== Provided entries ==
---+---

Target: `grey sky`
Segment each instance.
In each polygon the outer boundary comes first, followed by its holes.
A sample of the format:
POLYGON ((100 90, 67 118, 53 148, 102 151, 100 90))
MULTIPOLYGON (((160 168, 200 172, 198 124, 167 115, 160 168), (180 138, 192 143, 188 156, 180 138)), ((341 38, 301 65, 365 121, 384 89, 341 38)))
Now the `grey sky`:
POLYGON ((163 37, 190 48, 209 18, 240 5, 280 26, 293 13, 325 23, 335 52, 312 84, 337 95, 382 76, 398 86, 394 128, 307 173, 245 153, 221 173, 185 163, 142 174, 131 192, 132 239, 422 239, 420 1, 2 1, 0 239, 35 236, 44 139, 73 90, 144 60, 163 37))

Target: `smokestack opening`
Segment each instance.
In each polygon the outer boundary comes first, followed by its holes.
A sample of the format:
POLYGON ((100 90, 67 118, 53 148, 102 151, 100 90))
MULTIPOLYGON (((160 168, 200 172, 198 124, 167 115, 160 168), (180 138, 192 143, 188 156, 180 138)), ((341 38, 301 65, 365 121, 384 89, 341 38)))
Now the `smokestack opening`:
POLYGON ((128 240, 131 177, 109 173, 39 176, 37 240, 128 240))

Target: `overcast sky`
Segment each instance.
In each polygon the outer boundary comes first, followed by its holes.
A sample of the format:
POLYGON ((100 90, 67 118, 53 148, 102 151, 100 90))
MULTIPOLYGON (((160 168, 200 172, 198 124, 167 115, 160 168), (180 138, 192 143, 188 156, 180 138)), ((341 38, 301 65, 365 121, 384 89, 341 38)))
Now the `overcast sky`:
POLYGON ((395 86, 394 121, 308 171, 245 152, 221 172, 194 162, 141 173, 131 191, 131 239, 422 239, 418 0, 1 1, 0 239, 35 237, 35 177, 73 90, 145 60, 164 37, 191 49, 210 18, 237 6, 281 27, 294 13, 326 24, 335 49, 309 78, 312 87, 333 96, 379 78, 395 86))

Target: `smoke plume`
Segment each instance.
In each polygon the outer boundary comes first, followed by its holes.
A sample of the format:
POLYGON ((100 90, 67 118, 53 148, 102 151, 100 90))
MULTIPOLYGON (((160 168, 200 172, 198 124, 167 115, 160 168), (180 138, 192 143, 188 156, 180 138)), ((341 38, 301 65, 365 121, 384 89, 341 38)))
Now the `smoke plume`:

---+---

== Instructions for the task ==
Your answer should consist of every record, restated exactly.

== Answer box ==
Target: `grey sky`
Segment each instance.
In each polygon the outer boundary comes first, followed by its holes.
A sample of the format:
POLYGON ((100 90, 67 118, 53 148, 102 151, 100 90))
MULTIPOLYGON (((160 168, 200 172, 198 124, 167 115, 160 168), (180 138, 192 143, 188 156, 180 138)), ((341 38, 301 65, 365 121, 384 89, 341 38)))
Now the `grey sky`:
POLYGON ((163 37, 190 48, 209 18, 240 5, 280 26, 293 13, 325 23, 335 52, 312 84, 337 95, 382 76, 398 86, 394 128, 307 173, 245 153, 221 173, 185 163, 142 174, 131 192, 132 239, 422 239, 420 1, 2 1, 0 239, 35 236, 44 139, 73 90, 144 60, 163 37))

Target: `smokestack opening`
Segment each instance.
In each polygon the outer boundary comes first, followed by its holes.
A sample of the format:
POLYGON ((100 90, 67 118, 53 148, 102 151, 100 90))
MULTIPOLYGON (((160 168, 200 172, 198 124, 167 115, 160 168), (180 138, 192 143, 188 156, 180 138)), ((341 38, 301 65, 365 121, 384 89, 341 38)))
Now the `smokestack opening`:
POLYGON ((128 240, 131 177, 109 173, 39 176, 37 240, 128 240))

Target: `overcast sky`
Segment each instance.
In each polygon the outer boundary comes first, followed by its holes.
A sample of the format:
POLYGON ((100 90, 67 118, 53 148, 102 151, 100 90))
MULTIPOLYGON (((160 168, 200 172, 198 124, 167 115, 160 168), (180 138, 192 143, 188 156, 180 138)), ((341 38, 301 65, 365 121, 384 89, 341 38)))
Now the `overcast sky`:
POLYGON ((395 86, 394 121, 308 171, 245 152, 221 172, 194 162, 141 173, 131 191, 131 239, 422 239, 418 0, 1 1, 0 239, 35 237, 35 177, 73 90, 145 60, 164 37, 191 49, 210 18, 237 6, 281 27, 294 13, 326 24, 335 49, 309 78, 312 87, 333 96, 379 78, 395 86))

Target: `smoke plume`
Segment each instance.
In each polygon the outer boundary comes first, followed by its holes.
A sample of the format:
POLYGON ((100 90, 67 118, 53 148, 102 151, 100 90))
MULTIPOLYGON (((160 168, 200 172, 198 124, 167 115, 160 168), (180 138, 192 143, 188 156, 180 138)), ((341 38, 301 65, 365 121, 384 89, 341 38)))
Now the `smoke plume`:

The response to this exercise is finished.